*WRITTEN INSTRUCTION:* Quote the data below word for word, leaving out the pictures.

★ ★ ★ ★ ★ ★ ★

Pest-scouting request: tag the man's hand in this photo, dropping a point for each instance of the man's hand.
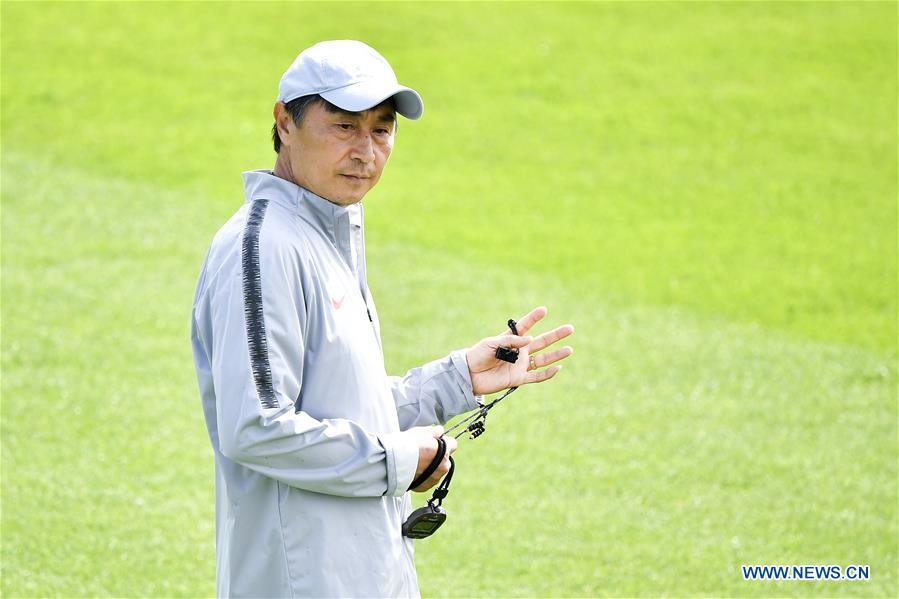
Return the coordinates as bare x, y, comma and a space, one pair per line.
427, 450
490, 374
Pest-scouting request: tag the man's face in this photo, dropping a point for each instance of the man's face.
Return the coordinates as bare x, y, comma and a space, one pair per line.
337, 155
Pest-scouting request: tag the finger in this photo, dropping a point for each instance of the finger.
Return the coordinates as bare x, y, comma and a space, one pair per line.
528, 320
541, 360
550, 337
538, 376
451, 445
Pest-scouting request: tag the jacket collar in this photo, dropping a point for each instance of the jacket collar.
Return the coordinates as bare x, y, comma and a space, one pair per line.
324, 215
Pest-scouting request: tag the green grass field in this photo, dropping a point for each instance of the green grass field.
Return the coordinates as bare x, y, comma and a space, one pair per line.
707, 191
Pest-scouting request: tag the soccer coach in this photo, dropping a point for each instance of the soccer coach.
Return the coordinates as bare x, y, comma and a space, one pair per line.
315, 445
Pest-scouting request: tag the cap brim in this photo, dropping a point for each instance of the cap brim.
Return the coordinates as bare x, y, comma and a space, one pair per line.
368, 94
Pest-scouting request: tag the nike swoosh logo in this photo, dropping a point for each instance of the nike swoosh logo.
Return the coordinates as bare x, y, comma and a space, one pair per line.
338, 303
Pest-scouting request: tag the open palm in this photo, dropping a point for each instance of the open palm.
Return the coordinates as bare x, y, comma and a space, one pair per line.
489, 374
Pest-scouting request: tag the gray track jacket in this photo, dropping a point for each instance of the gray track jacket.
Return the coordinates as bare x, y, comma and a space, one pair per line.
310, 469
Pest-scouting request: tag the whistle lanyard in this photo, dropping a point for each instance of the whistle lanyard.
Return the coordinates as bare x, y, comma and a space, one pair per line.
425, 521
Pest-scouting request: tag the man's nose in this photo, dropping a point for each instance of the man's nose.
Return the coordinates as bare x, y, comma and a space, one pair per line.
363, 148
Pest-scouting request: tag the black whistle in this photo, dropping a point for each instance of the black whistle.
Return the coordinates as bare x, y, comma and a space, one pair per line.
508, 354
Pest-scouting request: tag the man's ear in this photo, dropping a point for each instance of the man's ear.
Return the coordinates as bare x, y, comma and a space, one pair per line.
284, 122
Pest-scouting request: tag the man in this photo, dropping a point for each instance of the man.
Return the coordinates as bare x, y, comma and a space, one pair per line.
315, 446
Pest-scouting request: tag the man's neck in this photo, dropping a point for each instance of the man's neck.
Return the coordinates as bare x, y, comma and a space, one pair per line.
282, 168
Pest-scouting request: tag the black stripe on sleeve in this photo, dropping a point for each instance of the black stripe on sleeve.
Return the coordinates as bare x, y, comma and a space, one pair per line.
252, 301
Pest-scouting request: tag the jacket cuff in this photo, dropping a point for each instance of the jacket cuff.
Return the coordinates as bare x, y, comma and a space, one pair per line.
402, 461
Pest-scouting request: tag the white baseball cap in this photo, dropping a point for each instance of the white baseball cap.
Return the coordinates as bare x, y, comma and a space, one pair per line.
349, 74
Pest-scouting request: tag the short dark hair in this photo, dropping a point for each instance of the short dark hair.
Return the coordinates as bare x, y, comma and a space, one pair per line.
297, 109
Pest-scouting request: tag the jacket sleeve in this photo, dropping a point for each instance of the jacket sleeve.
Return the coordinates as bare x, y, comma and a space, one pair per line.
249, 326
435, 392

★ ★ ★ ★ ★ ★ ★

*EXERCISE OUTPUT:*
Pest-scouting request: tag the man's hand in this photo, dropping a point for each instance of the man's hand.
Return the coordinates as bare x, y, comma and a space, one pair per line.
427, 450
490, 374
Pest-scouting request: tag the man's face in this photo, dropping a point for each instance of the man's face.
Return the coordinates as bare x, y, comma and a space, one pair per line.
337, 155
Pest-scouting request: tag the finger in this photo, dropping a point for each instance of the finger.
Return the coordinates as bare x, y, comma and a space, one pair per line.
528, 320
541, 360
550, 337
538, 376
451, 445
Pest-scouting request: tag the jacket collar in this photo, dropping a point for each instance of the jacket collar.
Return the coordinates as bare x, y, comma and a space, one pair per line.
324, 215
Pest-scouting request: tag the green grass field in this photo, dropping a point for each instance of the green grass field.
Return the coordinates as bare x, y, comma and a space, one pair per line.
707, 191
Pest-scouting request: tag the soccer coach in this photo, dropping a point for each instance of the soccer coach.
Return the coordinates as bare x, y, comma and a space, one pair per line.
315, 445
Pest-scouting request: tag the cap brim in this photo, dropping a point for each instance of the cap brim.
Return the coordinates as bare x, y, comma and a space, one pair per line.
368, 94
Pest-scouting request: tag the nike swoosh logo in this photo, dropping a point for each instance of the nike swoosh logo.
Return the coordinates as bare x, y, comma and a space, one pair per line.
338, 303
Pest-scouting request: tag the open palm in this photo, dropping a point for each instance of the open palm.
Return the coordinates as bare x, y, comma and a space, one pair per line.
489, 374
Pest-scouting request: tag the gray track jacket in this photo, dropping a point for each instance of the gray track jacket.
Return the coordinates as bare x, y, comma and a space, one pair per line.
310, 469
Pest-scouting request: tag the whistle lanyard in this photo, dropping a point for each instance of the whistle lanyard.
Return the coordinates as bare x, y, comma and a space, one pair per line.
425, 521
Pest-scouting request: tag the man's nose in this photo, dropping a point for each instance of the man's nose.
Return the coordinates as bare x, y, comma and a space, one pair per line.
363, 148
Pest-scouting request: tag the black whistle in this photo, dropping a point for each instance of the black whistle.
Return the coordinates as bare x, y, comma and a space, one pair per line.
508, 354
Pest-scouting request: tag the man's ear in this photo, dropping a point for each instance of the man's ear.
Return the coordinates as bare x, y, comma and a space, one pair per line.
284, 122
Pest-scouting request: tag the man in this photo, dropping a point for each instance of the man.
Return the coordinates as bare x, y, comma and a space, one pair per line.
315, 446
Pest-scouting request: tag the man's neck in this photo, dropping a point for each instance of the man's neck.
Return the coordinates as bare x, y, comma and a space, one pair per line.
282, 168
Pest-scouting request: tag the black stripe on sleeve in this photo, dropping a point for each instance of the black stripe on sleeve.
Return the coordinates as bare x, y, comma and a space, one pair per line.
252, 301
Pest-scouting request: tag the jacket cuff in this photo, dropping a point for each instance of the jacket cuff.
Return the coordinates as bare x, y, comma and a space, one pair per line.
402, 461
Pest-scouting request: tag the white baseball cap in this photo, dropping a point for each instance of the white baseball cap.
Return the coordinates as bare x, y, comma and a space, one pair per line.
349, 74
Pest-scouting request: tag the short dark hair in this photo, dropping a point for each instance of the short dark hair.
Return the coordinates as bare x, y, comma and a space, one pair per line.
297, 109
Pest-scouting request: tag the jacket sleeve in this photo, dropping a point for each instance of the jacket sleeve.
Return the coordinates as bare x, y, comma and a space, one pair per line.
249, 326
435, 392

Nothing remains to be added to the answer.